Teks Sumber:

Firli Bahuri Diberi Sanksi Ringan, Dewas KPK: Tidak Ditemukan Adanya Gratifikasi Helikopter

24 September 2020, 15:36 WIB
Ketua KPK Firli Bahuri. /ANTARA/Benardi Ferdiansyah/

PR BEKASI – Mengenai penggunaan helikopter oleh Ketua KPK Firli Bahuri saat perjalanan di Baturaja, Palembang hingga tiba di Jakarta, tidak ditemukan adanya dugaan penerimaan gratifikasi atau diskon.

Melalui konferensi pers di gedung KPK, Jakarta, Kamis, 24 September 2020, Dewan Pengawas (Dewas) KPK melalui Tumpak Hatorangan Panggabean selaku ketua Dewas KPK, menyatakan bahwa pihak penyedia telah memberikan keterangan yang jelas mengenai hal tersebut.

"Semua yang disampaiakan sudah diperiksa, dalam klarifikasi tidak ditemukan adanya pembuktian tentang pertemuan antara yang bersangkutan dengan seseorang dari pihak penyedia jasa penerbangan," tuturnya, seperti dikutip Pikiranrakyat-Bekasi.com dari Antara.

Baca Juga: Zayn Malik Resmi Jadi Ayah Setelah Buah Hatinya dari Gigi Hadid Baru Saja Lahir

"Pun pihak penyedia, sudah memberikan keterangan yang jelas bahwa semua itu tidak ada pemberian diskon atau fasilitas yang diberikan, termasuk diskon," katanya.

Dalam sidang tersebut, Dewas KPK memutuskan bahwa Ketua KPK Firli Bahuri melakukan pelanggaran kode etik dan djatuhi sanksi ringan berupa teguran tertulis II.

Hal itu karena Firli menggunakan helikopter bersama dengan istri serta dua anaknya untuk perjalanan dari Palembang ke Baturaja, dan Baturaja ke Palembang, Sumatra Selatan pada Sabtu, 20 Juni 2020, dan perjalanan dari Palembang ke Jakarta pada Minggu, 21 Juni 2020.

Baca Juga: Jangan Bandel! Sekarang Warga Jabodetabek Bisa Laporkan Pelanggar Protokol Covid-19 secara Daring

"Dari itulah fakta, dan juga karena Dewas mempunyai keterbatasan-keterbatasan karena berbeda bila ini dilakukan di tahap penyelidikan dan penyidikan. Sementara Dewas hanya membahas atau mengadili berhubungan pedoman perilaku, itulah yang disebut insan KPK harus memposisikan diri bahwa dia adalah insan KPK," tutur Tumpak.

Entri data tersimpan
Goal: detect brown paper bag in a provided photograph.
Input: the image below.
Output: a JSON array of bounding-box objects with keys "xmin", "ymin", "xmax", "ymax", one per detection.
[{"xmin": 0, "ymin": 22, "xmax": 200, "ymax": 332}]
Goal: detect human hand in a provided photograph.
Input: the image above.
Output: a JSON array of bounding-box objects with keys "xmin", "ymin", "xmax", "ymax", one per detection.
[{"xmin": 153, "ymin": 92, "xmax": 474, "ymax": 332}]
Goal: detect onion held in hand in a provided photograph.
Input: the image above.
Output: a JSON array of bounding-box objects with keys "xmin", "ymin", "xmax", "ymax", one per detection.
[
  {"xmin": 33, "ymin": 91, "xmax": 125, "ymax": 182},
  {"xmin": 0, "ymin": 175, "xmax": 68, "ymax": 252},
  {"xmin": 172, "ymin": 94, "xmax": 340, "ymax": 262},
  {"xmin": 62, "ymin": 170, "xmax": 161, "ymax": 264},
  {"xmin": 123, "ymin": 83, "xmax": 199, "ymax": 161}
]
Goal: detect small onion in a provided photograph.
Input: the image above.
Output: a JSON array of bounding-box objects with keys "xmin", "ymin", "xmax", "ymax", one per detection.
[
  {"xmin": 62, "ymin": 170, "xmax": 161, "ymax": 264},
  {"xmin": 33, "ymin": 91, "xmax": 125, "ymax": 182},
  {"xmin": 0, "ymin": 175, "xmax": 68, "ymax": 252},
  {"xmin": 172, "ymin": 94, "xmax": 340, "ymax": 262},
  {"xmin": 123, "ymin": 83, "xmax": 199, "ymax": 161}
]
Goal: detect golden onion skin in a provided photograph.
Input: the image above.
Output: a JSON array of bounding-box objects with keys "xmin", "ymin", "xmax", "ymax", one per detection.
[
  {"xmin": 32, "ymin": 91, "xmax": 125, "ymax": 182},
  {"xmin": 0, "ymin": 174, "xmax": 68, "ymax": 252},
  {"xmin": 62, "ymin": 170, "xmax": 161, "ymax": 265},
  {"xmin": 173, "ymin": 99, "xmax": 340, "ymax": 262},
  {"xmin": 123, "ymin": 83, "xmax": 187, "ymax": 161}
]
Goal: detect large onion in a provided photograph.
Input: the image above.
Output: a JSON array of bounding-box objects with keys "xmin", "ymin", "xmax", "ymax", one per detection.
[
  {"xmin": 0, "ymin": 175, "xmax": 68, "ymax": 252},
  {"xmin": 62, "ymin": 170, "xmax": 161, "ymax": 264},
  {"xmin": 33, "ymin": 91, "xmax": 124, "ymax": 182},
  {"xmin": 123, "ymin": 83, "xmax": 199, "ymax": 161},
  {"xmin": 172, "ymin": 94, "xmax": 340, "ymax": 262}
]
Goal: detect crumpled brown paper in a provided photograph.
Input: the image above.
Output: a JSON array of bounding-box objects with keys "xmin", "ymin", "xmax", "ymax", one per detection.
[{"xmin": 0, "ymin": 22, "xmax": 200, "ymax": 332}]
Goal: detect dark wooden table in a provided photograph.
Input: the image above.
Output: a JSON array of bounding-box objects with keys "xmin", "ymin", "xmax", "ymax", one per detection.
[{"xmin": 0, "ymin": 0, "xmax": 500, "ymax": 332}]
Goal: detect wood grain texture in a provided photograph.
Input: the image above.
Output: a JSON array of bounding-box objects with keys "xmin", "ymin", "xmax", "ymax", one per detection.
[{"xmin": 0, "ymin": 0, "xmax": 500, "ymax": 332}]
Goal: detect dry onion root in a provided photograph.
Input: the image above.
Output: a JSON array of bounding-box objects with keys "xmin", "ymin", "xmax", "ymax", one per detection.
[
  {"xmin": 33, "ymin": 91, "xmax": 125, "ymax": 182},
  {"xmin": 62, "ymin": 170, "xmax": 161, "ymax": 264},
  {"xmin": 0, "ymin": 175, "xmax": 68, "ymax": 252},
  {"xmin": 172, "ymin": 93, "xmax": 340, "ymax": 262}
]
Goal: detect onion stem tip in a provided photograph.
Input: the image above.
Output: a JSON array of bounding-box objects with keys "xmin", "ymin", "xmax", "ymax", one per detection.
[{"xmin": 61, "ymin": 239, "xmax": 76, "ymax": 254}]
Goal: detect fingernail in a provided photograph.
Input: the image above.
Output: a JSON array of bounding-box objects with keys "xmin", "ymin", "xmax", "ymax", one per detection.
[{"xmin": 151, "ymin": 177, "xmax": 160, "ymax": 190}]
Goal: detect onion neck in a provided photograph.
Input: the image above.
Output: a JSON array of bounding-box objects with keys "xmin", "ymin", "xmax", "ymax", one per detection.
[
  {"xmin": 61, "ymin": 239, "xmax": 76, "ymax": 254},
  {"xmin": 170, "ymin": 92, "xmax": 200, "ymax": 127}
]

Tujuan Tugas:
Jawablah pertanyaan berikut berdasarkan berita tentang sanksi untuk Firli Bahuri.
1. Sanksi apa yang dijatuhkan Dewas KPK kepada Firli Bahuri?
2. Siapa ketua Dewas KPK yang menyampaikan keterangan dalam konferensi pers?
3. Pada hari dan tanggal berapa Firli menempuh perjalanan dari Palembang ke Jakarta?

Jawaban Latihan:
1. Sanksi ringan berupa teguran tertulis II.
2. Tumpak Hatorangan Panggabean.
3. Minggu, 21 Juni 2020.